*Exercise description*: Taking the lines below one at a time, count those with the string "plant" and give the result alone.

[Referring expression data]
....

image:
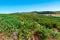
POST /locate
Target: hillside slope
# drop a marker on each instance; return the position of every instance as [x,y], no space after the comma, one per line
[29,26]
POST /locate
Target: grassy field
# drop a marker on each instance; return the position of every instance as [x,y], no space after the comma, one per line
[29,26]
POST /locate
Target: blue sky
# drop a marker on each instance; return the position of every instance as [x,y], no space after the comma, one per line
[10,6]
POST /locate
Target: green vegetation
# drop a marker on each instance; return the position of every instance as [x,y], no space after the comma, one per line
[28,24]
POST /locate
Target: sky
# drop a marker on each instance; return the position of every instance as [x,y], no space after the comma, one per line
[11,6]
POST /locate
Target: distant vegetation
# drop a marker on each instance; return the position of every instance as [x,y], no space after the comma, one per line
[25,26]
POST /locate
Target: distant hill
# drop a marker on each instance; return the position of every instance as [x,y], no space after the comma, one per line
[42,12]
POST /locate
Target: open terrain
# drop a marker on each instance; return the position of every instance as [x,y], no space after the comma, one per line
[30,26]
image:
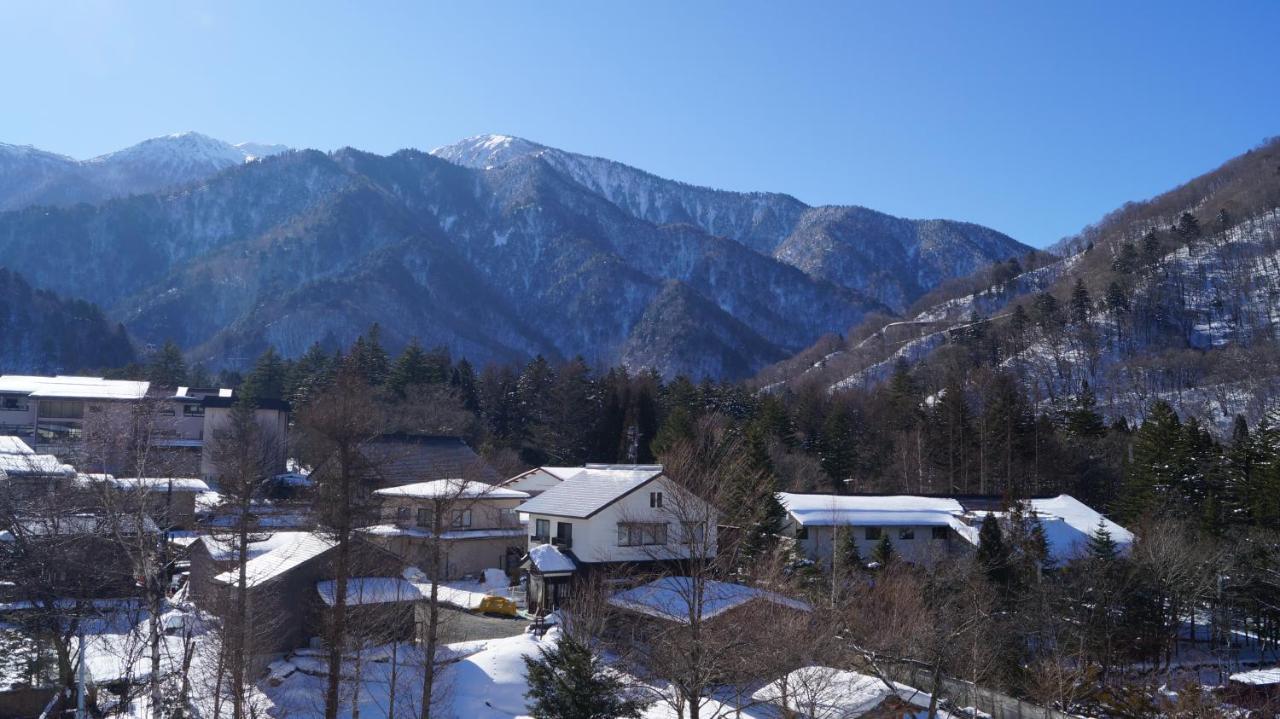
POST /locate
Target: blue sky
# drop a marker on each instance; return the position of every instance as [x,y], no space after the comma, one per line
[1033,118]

....

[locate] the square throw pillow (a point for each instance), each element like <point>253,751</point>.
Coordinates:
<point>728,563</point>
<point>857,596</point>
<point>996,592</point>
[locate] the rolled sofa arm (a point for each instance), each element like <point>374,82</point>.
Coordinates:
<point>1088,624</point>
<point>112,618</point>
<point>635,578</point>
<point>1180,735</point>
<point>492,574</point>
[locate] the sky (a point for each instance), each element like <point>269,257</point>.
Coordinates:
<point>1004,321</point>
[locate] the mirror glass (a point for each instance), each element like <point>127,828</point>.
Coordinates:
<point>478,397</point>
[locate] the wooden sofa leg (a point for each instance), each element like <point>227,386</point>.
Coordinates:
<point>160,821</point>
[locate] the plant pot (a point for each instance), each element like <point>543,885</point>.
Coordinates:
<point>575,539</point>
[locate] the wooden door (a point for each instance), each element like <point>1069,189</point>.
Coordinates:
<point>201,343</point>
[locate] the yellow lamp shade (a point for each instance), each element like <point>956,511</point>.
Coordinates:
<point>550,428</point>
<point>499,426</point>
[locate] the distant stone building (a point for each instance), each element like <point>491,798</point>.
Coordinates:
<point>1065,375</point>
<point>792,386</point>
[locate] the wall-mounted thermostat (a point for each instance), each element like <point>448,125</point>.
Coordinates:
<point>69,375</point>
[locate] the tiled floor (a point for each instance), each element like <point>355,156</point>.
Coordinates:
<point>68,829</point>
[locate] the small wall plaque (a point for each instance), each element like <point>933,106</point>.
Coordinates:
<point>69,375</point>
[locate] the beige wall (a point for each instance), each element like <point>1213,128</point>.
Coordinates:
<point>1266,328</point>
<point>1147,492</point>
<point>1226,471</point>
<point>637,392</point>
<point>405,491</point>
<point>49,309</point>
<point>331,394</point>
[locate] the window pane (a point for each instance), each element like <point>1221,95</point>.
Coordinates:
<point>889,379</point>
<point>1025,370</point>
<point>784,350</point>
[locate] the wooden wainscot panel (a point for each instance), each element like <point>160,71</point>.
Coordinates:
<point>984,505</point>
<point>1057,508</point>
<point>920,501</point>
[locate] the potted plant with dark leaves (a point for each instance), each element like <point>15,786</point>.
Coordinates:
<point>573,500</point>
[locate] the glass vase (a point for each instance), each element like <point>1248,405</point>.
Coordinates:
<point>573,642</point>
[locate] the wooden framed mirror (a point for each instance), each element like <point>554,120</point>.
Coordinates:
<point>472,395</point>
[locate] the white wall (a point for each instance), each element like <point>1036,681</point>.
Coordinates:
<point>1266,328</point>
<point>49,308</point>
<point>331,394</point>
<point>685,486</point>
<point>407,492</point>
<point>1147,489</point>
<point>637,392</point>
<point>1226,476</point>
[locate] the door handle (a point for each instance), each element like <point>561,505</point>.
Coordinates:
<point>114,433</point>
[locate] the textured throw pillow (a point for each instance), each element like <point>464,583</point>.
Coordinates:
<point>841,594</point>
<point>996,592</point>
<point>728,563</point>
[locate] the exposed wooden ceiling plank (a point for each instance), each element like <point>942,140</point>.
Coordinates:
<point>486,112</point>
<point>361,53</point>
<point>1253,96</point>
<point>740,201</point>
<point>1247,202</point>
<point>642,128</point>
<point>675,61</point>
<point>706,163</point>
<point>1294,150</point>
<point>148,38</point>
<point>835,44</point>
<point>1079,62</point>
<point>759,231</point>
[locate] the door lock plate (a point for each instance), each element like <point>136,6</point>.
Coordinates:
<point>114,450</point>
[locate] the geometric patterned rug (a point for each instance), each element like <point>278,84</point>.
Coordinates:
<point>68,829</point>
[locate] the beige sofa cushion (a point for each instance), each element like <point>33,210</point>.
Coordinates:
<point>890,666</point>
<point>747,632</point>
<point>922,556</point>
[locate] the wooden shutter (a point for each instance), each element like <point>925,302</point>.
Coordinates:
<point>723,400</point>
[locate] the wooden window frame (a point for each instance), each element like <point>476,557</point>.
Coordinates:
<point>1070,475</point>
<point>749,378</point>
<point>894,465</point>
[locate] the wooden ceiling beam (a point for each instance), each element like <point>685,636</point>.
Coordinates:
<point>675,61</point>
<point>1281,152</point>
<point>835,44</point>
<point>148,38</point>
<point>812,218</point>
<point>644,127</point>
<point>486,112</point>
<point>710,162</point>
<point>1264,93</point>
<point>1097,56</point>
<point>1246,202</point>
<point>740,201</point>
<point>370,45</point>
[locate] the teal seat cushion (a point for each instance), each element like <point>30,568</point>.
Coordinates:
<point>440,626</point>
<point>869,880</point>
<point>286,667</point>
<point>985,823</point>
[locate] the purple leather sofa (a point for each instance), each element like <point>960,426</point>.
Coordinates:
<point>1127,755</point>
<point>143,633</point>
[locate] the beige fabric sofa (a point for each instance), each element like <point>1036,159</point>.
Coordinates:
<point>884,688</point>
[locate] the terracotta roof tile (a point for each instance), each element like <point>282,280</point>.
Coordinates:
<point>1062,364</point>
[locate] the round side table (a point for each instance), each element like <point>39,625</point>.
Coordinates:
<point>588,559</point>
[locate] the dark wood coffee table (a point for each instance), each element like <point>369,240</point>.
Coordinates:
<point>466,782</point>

....

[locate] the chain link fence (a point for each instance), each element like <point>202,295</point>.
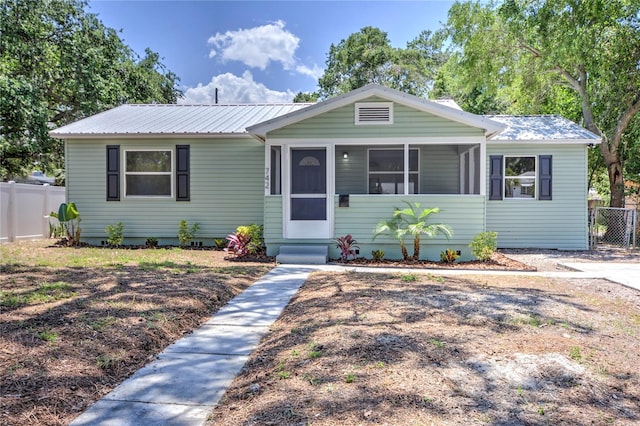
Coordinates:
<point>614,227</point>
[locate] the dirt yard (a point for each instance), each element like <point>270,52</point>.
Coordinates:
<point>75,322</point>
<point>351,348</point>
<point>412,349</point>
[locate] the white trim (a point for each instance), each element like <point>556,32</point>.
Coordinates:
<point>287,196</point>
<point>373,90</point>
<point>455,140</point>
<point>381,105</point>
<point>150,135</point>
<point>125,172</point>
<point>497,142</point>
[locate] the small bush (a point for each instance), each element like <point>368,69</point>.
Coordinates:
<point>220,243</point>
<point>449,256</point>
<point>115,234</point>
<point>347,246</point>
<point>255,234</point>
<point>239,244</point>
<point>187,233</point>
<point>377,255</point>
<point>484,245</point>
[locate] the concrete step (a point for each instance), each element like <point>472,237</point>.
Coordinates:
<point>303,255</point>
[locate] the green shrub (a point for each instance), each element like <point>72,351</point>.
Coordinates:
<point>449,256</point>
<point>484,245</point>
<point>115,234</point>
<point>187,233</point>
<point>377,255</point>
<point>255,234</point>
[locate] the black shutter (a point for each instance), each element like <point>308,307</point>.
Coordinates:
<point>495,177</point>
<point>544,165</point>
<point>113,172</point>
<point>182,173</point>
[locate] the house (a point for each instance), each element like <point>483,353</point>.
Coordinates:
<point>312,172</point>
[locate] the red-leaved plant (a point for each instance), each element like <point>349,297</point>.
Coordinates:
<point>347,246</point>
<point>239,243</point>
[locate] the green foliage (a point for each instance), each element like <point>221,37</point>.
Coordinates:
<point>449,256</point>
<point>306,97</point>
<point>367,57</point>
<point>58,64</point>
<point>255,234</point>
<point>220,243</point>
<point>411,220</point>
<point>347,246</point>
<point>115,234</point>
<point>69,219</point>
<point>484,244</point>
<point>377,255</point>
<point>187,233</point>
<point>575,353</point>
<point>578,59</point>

....

*Answer to this problem*: 3